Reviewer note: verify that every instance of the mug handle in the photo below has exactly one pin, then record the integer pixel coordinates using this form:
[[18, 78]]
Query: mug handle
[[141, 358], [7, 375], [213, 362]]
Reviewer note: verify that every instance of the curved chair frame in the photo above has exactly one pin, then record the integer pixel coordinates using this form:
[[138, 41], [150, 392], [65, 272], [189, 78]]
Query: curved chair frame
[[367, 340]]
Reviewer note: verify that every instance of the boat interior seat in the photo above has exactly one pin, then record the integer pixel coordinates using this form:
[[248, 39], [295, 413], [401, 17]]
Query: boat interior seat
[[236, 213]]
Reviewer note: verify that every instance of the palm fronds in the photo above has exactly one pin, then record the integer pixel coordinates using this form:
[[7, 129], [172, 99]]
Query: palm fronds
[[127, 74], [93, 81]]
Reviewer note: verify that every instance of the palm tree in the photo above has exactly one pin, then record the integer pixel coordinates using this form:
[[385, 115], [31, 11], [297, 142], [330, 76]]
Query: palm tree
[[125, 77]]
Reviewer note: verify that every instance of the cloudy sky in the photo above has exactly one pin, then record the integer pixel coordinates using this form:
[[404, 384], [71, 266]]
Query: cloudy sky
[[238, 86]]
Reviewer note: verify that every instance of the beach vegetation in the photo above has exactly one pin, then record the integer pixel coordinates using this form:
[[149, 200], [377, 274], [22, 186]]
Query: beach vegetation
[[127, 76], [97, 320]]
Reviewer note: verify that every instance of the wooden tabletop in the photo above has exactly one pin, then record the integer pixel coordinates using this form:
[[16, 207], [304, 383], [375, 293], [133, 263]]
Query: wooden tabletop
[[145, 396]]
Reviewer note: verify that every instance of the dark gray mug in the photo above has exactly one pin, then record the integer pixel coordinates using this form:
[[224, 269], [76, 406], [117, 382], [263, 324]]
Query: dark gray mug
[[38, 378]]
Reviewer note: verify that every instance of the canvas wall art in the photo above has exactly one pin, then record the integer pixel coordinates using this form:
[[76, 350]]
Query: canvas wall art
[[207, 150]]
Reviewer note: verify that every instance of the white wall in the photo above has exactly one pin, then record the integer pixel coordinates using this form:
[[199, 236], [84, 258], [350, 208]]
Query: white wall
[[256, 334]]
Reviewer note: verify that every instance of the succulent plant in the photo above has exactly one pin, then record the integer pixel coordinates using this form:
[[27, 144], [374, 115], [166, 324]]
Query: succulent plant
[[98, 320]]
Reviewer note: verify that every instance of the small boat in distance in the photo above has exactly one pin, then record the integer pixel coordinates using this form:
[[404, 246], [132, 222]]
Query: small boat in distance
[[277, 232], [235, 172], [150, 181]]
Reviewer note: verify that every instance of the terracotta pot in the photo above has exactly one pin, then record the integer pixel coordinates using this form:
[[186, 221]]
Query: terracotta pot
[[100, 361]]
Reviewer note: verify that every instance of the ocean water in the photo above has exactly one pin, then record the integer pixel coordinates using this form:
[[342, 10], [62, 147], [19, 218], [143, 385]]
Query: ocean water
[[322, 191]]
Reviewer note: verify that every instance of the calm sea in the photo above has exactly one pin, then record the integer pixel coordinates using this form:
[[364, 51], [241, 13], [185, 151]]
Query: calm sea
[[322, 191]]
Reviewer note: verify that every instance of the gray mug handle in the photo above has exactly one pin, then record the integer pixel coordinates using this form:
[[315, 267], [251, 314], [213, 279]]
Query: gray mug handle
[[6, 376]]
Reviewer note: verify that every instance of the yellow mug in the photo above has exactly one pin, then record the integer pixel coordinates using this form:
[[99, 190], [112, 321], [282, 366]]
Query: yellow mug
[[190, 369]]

..............................

Rewrite all the records above as a numbered list with one line per item, leaving out any blank lines.

1. Reviewer note: verify that every instance of the mug handle in the photo below has exactly one pin, then record the integer pixel coordinates using this form:
2. [[18, 78]]
3. Query: mug handle
4. [[141, 358], [7, 375], [213, 362]]
5. Reviewer note: verify that every instance of the curved chair frame in the photo above has exactly one pin, then record the integer pixel coordinates using this form:
6. [[138, 41], [150, 392], [65, 272], [189, 78]]
7. Query: curved chair frame
8. [[367, 340]]
9. Reviewer note: verify that every instance of the boat interior seat in the photo above has exactly one pin, then record the integer pixel coordinates using this form:
10. [[248, 39], [295, 413], [401, 17]]
11. Query: boat interior seat
12. [[236, 213]]
13. Reviewer note: verify that every instance of the palm fronds in the photo above has exactly one pin, then record the integer pixel coordinates using this form:
14. [[7, 129], [172, 99]]
15. Query: palm fronds
16. [[127, 74], [93, 81]]
17. Reviewer note: verify that every instance of the palm tree in the photo above has exactly one pin, then record the integer pixel coordinates using this form:
18. [[385, 115], [31, 11], [297, 142], [330, 76]]
19. Query: palm tree
20. [[125, 77]]
21. Reviewer note: verify that every instance of the cloudy sky in the photo above has exactly one pin, then record the integer pixel coordinates using this form:
22. [[404, 384], [71, 266]]
23. Query: cloudy sky
24. [[238, 86]]
25. Reviewer note: verify that every instance of the beach vegetation in the photo above has exactly one pin, then record the integer pixel coordinates using this form:
26. [[149, 200], [377, 274], [22, 186]]
27. Query: beach vegetation
28. [[127, 76], [97, 320]]
29. Reviewer note: verify that every instance of the wooden tabletop in the photo above has exactly one pin, then record the integer pixel coordinates using this form:
30. [[16, 207], [304, 383], [375, 293], [133, 263]]
31. Query: wooden tabletop
32. [[145, 396]]
33. Reviewer note: verify that every instance of the dark gray mug in the photo above has exactly one pin, then record the integer pixel coordinates using this form:
34. [[224, 269], [76, 406], [117, 382], [263, 324]]
35. Query: dark gray mug
36. [[38, 378]]
37. Reviewer note: verify that every instance of the canvas wall art in the photo above has exactly one pin, then record the integer pixel coordinates using this form:
38. [[76, 350]]
39. Query: canvas wall art
40. [[207, 150]]
41. Reviewer note: verify that every instance of the white wall in the photo above has exactly one pin, then record the integer pixel coordinates using this form:
42. [[199, 236], [84, 258], [350, 208]]
43. Query: white wall
44. [[256, 334]]
45. Reviewer note: verify that every instance of the succulent plant in the photo above has exactly one pin, then record the integer pixel coordinates using this form:
46. [[27, 144], [374, 115], [166, 324]]
47. Query: succulent plant
48. [[98, 320]]
49. Reviewer note: verify that every instance of the small boat in distance in the photo above has exactly one pin, then record the integer pixel coordinates using this form:
50. [[404, 246], [132, 222]]
51. Query: small boat in distance
52. [[277, 232], [235, 172], [150, 181]]
53. Reviewer note: verify that every instance of the terracotta pot in the photo above has exactly one pin, then record the integer pixel coordinates using this form:
54. [[186, 221]]
55. Query: terracotta pot
56. [[100, 361]]
57. Reviewer note: verify that every instance of the ocean water in the photo above has exactly one pin, then record the integer pixel coordinates using this form:
58. [[342, 10], [62, 147], [19, 218], [143, 385]]
59. Query: ocean water
60. [[322, 191]]
61. Reviewer note: verify that every instance of the calm sea in the photo above has exactly one pin, then record the integer pixel coordinates using this form:
62. [[364, 51], [241, 13], [185, 151]]
63. Query: calm sea
64. [[322, 191]]
65. Reviewer note: verify that every instance of the gray mug handle in the photo above has exactly one pin, then record the integer pixel coordinates using this form:
66. [[315, 267], [251, 314], [213, 279]]
67. Query: gray mug handle
68. [[6, 376]]
69. Reviewer note: verify that every instance of the yellow mug in the photo above has exactly one pin, then record the integer pixel coordinates using this form:
70. [[99, 190], [112, 321], [282, 366]]
71. Query: yellow mug
72. [[190, 369]]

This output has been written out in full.